TEXT BLOCK:
Emergency Incident Management Systems. Louis N. Molino, Sr.
If one group of firefighters was undertaking a direct attack (using hoses and water) on a wildland fire, and another group of firefighters were fighting it indirectly (creating a fire line and backburning), then the firefighters involved with the direct attack could be trapped between the two fires. This is but one example of how lack of planning sometimes caused more life‐threatening issues.
1.4.11 Lack of Common Terminology
Often, response agencies had developed their own terminology, jargon, or vernaculars over a given time. This resulted with words being used that often related to acronyms or the use of words not commonly found in the dictionary. The use of this vernacular, specific term, or acronym not only led to confusion, but in some cases, the term used by one agency would mean the exact opposite to another agency. This would sometimes lead to misinterpretations and miscalculations of how to proceed. In some instances, those undertaking tactics in the operational theater were put in harm's way because of the lack of clear and concise communications.
Another example in regard to common terminology is that some police agencies would use 10 codes, while others would use 11 codes. In one state, they may use alphanumeric codes to describe the reported crime, while in other states, they may use acronyms. If out of state resources were needed, it could be a major fiasco trying to talk to one another unless they all used plain English.

REQUIREMENTS: Please say what, according to the passage on emergency incident management, could happen to firefighters attacking a wildland fire directly while another group fought it indirectly. The items were taken from a separate source.

[Coordinate annotation records]
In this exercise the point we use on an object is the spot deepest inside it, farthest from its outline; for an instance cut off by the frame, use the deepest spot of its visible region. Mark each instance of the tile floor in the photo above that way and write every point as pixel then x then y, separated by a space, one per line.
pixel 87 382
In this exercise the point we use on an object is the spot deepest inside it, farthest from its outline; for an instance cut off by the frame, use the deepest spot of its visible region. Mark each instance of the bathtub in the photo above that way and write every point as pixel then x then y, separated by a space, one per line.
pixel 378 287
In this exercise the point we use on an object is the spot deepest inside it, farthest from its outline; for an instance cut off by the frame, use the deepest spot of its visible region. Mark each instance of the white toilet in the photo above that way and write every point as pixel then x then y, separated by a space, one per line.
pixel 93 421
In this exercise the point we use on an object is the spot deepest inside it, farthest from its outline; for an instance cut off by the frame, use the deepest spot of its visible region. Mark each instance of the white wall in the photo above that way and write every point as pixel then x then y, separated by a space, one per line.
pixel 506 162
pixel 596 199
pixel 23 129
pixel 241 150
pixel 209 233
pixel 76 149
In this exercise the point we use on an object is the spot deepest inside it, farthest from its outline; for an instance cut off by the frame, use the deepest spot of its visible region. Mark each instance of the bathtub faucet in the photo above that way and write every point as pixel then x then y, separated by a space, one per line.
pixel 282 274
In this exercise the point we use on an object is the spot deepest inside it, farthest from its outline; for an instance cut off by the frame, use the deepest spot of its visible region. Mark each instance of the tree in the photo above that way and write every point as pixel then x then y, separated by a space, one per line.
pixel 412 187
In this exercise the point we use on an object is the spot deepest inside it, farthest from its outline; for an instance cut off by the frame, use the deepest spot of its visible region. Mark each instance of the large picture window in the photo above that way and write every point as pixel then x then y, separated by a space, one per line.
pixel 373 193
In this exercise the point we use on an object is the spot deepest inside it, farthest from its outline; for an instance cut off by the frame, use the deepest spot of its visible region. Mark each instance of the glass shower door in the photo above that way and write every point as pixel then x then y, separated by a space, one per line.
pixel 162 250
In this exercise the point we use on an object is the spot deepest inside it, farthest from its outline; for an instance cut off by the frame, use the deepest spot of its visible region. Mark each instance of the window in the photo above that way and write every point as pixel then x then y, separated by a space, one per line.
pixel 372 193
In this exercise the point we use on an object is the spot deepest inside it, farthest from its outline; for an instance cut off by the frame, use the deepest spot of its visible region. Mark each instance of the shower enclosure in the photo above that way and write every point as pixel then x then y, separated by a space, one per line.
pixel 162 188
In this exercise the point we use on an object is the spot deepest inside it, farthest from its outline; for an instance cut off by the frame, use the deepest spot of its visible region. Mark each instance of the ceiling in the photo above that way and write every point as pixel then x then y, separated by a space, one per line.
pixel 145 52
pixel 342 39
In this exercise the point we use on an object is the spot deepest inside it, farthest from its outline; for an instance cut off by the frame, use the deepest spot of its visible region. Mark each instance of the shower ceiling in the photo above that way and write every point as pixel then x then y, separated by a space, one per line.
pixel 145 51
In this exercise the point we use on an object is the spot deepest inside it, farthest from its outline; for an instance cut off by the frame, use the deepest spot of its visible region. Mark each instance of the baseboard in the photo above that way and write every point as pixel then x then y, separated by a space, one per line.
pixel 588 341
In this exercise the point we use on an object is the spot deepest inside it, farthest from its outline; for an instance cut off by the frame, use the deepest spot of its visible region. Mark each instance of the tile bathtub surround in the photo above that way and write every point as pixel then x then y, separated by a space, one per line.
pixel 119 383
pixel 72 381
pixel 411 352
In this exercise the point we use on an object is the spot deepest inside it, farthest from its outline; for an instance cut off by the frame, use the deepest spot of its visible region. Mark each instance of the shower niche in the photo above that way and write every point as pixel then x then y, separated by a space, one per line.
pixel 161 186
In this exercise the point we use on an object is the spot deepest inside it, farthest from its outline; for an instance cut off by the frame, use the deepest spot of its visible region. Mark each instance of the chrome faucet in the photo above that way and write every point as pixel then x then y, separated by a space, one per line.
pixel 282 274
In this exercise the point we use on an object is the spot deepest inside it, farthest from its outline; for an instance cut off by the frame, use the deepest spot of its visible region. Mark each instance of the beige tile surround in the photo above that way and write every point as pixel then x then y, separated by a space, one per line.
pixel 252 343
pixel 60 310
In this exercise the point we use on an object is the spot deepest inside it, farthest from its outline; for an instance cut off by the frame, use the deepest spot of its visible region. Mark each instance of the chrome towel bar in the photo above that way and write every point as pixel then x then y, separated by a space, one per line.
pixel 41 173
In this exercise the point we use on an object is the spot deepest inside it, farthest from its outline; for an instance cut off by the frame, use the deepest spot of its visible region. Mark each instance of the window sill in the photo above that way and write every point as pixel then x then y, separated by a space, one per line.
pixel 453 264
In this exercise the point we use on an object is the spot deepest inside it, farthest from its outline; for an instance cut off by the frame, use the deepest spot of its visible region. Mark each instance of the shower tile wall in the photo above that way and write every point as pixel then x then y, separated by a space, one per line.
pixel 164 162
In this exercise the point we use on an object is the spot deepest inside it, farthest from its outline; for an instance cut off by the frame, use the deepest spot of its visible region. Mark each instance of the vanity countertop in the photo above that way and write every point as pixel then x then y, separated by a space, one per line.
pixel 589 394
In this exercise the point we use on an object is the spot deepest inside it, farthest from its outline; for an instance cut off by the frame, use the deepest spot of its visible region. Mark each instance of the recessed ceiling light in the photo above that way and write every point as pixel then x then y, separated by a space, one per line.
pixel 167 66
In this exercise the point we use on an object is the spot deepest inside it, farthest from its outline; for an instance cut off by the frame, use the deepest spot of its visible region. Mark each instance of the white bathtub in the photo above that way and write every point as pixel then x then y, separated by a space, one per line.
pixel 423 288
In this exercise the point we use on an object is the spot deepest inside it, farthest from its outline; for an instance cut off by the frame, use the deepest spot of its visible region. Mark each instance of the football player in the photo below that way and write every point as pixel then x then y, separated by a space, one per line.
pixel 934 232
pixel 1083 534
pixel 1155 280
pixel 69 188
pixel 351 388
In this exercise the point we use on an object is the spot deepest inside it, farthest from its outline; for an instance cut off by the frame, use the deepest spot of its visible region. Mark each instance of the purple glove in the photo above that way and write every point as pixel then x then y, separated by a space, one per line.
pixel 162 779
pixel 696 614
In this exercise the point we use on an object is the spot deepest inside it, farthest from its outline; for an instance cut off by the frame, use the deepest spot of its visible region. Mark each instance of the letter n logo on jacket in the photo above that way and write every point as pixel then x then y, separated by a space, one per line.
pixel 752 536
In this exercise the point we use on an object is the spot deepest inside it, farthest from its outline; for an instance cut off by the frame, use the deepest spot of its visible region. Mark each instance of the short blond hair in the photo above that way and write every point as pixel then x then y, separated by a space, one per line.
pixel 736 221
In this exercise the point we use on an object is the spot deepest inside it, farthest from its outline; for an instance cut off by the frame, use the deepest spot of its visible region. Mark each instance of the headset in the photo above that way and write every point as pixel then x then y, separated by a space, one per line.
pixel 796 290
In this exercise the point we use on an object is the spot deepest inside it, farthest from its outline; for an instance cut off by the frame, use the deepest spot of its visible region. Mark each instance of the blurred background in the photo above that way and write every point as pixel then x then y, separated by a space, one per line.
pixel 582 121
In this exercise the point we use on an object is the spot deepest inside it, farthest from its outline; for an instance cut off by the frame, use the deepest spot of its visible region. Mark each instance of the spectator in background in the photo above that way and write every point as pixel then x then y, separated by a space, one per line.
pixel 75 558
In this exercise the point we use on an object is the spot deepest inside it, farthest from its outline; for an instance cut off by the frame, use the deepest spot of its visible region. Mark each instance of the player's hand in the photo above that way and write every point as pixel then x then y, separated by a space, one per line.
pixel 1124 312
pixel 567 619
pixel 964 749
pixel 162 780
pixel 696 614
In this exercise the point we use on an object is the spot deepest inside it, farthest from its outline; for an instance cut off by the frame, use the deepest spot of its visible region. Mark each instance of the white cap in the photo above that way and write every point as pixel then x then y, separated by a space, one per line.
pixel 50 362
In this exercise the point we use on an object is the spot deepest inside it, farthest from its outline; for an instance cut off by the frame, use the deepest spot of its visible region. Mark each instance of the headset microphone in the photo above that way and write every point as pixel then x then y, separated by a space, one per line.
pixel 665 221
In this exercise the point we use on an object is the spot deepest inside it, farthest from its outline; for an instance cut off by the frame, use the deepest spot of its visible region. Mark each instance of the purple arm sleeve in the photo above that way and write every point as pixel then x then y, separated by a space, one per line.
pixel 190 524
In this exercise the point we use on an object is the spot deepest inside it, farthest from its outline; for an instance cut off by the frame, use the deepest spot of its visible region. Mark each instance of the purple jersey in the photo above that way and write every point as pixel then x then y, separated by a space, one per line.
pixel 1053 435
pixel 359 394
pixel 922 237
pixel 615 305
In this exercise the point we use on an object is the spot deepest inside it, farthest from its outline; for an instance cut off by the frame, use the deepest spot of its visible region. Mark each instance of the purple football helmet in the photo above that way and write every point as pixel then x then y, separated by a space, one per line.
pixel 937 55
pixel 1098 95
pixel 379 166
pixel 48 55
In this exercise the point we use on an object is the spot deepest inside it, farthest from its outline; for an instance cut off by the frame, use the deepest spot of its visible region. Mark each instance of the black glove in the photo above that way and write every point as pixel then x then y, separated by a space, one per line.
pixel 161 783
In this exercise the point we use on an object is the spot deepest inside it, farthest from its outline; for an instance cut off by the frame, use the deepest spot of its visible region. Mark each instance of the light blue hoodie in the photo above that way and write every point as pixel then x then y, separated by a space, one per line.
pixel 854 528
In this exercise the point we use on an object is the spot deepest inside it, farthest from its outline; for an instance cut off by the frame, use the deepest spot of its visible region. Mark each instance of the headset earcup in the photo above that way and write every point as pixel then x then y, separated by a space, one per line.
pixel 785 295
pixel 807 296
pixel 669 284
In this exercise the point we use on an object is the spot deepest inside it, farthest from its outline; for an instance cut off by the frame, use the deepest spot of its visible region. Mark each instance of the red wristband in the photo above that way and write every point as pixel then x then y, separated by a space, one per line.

SOLUTION TO THIS EXERCISE: They could be trapped between the two fires.